ASSIGNMENT: Below are some records. Return exactly the lines from the one with "Target: black clothing" to the one with "Where can the man's nose", and nothing else.

Dataset records
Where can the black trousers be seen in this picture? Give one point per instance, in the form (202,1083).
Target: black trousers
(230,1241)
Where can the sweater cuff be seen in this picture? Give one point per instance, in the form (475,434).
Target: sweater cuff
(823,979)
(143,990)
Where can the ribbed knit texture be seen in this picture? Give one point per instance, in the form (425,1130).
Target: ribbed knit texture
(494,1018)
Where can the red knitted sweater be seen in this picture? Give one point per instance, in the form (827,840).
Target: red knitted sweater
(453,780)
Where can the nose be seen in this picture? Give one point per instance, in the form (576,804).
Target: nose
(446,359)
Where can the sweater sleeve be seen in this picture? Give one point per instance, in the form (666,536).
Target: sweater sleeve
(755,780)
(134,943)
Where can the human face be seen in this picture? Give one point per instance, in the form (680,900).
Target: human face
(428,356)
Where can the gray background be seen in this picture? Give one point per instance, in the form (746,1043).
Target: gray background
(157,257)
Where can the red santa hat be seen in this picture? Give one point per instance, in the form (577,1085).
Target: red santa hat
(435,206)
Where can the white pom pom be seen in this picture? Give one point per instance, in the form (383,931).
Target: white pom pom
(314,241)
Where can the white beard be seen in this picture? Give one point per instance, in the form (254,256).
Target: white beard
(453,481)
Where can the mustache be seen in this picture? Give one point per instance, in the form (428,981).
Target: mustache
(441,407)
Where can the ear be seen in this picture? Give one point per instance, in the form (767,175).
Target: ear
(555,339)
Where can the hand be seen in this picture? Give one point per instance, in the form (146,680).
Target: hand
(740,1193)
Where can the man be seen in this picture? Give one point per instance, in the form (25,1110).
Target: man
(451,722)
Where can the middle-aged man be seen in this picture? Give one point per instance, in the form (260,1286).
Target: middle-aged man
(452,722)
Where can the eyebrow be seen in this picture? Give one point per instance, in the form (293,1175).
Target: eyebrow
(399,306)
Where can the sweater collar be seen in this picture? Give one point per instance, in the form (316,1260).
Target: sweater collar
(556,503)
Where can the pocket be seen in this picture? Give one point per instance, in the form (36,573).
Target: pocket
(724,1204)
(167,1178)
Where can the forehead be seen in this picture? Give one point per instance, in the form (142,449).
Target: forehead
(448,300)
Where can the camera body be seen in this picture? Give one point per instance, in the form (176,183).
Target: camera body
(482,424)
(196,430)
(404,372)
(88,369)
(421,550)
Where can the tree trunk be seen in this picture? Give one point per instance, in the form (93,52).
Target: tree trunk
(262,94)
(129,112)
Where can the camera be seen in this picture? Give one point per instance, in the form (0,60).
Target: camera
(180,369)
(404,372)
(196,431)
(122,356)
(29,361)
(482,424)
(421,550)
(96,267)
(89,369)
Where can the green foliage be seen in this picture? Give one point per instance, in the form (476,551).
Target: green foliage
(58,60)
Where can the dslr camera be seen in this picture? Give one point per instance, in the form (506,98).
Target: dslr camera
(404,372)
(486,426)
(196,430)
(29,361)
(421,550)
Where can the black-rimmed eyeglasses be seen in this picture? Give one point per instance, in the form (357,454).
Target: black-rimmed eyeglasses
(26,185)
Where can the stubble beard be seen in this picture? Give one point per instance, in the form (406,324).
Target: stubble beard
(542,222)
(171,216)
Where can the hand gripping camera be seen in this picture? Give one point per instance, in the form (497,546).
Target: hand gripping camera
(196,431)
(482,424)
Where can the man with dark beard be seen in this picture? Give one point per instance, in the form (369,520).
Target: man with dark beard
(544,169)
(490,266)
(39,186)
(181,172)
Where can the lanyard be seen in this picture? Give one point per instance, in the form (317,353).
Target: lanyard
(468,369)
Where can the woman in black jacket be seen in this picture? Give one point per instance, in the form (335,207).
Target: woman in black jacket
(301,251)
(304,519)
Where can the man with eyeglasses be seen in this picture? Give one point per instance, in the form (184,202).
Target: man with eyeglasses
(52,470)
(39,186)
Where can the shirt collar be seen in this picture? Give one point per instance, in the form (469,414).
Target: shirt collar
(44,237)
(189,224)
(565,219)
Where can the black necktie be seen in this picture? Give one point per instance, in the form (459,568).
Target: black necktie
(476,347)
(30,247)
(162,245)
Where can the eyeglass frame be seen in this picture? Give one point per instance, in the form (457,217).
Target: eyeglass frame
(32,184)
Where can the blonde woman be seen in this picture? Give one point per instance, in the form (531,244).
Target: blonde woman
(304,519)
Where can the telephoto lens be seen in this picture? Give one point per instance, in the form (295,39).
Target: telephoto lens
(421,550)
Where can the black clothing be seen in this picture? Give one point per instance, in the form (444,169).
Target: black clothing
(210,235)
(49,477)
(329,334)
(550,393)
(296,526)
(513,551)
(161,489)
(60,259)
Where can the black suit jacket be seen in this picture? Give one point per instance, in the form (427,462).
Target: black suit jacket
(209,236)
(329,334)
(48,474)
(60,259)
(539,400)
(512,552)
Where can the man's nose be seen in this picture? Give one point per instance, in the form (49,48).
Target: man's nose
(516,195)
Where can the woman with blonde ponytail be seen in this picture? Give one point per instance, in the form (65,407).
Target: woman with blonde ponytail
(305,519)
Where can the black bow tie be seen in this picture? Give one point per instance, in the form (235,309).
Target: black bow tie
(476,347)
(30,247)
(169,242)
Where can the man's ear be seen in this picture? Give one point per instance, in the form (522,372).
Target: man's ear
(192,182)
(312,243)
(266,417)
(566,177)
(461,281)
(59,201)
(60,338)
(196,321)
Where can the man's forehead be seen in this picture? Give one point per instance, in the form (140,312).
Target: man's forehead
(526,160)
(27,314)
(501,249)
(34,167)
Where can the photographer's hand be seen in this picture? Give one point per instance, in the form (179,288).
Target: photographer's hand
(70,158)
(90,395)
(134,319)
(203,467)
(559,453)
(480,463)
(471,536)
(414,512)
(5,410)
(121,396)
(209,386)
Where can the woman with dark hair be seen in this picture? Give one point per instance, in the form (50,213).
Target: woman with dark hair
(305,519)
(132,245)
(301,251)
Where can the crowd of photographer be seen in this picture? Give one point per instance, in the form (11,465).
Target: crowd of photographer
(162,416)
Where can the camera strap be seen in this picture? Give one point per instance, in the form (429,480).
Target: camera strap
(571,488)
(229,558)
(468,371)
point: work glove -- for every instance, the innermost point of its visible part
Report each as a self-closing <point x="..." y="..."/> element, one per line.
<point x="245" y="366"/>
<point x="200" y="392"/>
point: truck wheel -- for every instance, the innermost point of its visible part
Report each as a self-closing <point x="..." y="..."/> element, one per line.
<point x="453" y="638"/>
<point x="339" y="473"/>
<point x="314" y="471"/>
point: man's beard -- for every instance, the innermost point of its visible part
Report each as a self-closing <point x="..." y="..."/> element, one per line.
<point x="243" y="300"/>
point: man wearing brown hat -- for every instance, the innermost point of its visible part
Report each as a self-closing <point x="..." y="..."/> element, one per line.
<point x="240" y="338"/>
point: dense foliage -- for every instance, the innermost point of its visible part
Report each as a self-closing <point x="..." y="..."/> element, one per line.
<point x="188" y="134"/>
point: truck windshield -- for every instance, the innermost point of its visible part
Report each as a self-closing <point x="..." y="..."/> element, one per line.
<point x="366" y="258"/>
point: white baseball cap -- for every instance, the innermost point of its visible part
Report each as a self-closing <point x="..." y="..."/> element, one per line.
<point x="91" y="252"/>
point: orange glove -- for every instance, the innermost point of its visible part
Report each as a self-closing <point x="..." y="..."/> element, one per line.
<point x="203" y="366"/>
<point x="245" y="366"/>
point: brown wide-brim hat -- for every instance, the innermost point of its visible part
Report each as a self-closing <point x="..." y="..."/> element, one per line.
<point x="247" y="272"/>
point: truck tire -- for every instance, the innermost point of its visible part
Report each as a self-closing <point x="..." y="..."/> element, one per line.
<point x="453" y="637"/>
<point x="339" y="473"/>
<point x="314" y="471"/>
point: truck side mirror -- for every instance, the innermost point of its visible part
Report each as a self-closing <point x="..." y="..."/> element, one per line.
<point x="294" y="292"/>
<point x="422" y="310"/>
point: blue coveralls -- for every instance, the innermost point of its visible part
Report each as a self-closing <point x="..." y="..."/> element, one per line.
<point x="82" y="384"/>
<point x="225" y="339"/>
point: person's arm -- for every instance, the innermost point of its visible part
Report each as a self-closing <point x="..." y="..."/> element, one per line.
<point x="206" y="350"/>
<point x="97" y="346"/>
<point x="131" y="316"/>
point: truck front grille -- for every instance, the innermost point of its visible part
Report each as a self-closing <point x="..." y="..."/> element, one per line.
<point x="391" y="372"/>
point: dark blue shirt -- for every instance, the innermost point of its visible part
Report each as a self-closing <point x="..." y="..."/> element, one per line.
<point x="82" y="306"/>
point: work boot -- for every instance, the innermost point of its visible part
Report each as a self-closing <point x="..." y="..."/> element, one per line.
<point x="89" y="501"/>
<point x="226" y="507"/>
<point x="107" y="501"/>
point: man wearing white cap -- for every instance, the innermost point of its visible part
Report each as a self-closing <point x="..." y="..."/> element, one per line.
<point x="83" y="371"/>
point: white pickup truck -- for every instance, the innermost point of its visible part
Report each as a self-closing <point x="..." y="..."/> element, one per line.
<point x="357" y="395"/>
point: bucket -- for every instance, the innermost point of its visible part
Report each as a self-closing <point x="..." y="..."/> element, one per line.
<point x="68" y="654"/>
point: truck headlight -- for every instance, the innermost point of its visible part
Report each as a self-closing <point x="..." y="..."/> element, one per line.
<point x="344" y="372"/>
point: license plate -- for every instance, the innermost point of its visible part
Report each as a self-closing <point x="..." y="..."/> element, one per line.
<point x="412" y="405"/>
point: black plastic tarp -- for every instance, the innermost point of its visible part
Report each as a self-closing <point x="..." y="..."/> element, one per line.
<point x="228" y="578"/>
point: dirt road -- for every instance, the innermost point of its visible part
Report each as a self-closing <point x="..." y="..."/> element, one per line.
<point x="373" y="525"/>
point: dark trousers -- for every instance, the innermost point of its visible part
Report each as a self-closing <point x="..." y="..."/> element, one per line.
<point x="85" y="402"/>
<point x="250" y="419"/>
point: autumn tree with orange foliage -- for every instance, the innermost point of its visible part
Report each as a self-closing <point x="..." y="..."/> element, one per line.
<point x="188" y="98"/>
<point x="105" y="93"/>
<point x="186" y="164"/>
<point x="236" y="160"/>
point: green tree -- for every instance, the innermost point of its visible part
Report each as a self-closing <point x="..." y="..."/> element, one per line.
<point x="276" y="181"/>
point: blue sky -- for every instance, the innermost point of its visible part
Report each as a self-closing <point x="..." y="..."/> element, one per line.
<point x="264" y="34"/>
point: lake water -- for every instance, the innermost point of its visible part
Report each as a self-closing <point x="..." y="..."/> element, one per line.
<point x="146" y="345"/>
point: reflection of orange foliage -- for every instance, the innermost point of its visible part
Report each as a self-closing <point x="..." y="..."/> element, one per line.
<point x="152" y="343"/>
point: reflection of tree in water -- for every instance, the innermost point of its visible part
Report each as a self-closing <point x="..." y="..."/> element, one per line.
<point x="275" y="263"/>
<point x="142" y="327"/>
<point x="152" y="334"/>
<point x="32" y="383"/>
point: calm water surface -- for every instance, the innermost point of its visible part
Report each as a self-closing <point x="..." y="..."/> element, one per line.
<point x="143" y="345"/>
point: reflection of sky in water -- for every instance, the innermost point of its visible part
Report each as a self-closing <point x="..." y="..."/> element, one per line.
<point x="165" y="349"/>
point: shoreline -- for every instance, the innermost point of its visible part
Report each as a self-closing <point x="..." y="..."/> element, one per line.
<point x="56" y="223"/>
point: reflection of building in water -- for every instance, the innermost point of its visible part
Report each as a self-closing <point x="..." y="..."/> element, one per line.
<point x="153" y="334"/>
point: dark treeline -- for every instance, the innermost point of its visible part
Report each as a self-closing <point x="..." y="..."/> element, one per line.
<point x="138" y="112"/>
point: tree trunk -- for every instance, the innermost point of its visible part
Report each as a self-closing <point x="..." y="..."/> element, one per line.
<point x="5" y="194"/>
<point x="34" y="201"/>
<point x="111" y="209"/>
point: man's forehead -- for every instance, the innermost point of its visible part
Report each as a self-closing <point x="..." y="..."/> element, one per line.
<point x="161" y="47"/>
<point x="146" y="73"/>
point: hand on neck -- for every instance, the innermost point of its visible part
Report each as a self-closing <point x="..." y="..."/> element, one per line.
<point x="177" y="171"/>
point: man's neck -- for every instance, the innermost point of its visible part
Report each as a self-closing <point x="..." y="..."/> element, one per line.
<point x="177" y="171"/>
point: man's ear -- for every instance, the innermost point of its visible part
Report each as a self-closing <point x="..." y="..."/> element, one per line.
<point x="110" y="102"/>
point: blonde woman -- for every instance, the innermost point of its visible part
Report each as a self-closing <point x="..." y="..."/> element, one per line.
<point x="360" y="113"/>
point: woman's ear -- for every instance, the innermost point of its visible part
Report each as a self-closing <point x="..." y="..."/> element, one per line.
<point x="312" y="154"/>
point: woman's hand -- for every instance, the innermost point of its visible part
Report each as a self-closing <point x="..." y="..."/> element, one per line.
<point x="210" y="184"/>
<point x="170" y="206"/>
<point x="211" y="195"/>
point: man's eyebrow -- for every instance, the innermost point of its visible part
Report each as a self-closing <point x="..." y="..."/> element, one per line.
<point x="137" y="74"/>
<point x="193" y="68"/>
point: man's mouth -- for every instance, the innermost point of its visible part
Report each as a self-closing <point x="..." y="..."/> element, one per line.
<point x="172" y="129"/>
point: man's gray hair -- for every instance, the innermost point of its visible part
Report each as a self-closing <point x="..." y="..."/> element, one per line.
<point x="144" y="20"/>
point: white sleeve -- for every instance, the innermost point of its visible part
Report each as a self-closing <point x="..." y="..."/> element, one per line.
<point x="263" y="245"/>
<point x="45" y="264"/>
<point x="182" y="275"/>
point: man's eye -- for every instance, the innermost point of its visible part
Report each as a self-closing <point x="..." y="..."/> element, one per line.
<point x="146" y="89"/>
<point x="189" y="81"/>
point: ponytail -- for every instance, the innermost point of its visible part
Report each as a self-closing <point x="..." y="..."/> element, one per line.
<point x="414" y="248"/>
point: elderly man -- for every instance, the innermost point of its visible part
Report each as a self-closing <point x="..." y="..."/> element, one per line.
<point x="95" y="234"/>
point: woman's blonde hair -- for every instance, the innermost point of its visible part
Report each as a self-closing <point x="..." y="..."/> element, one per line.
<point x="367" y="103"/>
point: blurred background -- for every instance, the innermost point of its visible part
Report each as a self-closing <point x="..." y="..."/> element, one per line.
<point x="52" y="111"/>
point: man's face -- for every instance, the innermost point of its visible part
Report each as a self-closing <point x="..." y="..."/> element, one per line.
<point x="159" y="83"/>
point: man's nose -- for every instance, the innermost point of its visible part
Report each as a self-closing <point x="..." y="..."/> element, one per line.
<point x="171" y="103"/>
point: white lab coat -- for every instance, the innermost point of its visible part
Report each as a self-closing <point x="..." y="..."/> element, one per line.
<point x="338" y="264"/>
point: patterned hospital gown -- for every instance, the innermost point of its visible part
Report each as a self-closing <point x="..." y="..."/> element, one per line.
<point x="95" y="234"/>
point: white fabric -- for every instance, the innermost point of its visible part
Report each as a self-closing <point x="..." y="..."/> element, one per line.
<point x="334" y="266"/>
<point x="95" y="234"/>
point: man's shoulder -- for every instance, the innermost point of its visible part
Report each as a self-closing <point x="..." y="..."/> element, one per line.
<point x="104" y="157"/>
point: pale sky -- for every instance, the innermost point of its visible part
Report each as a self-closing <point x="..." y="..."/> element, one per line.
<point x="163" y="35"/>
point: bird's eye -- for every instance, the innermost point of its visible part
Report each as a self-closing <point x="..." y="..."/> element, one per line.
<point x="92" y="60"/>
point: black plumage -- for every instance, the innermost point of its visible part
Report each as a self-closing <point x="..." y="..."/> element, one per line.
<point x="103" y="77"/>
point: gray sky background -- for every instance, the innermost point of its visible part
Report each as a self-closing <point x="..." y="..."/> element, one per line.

TASK SOLUTION:
Target: black clothing
(210,235)
(49,477)
(329,334)
(550,393)
(296,526)
(513,551)
(161,489)
(60,259)
Where can the black suit jacket be seen in this picture? Give one point per instance, in the form (427,462).
Target: black suit jacket
(209,236)
(329,334)
(48,474)
(60,259)
(539,400)
(512,552)
Where can the man's nose be seen in this picture? Give one point per instance, in the form (49,48).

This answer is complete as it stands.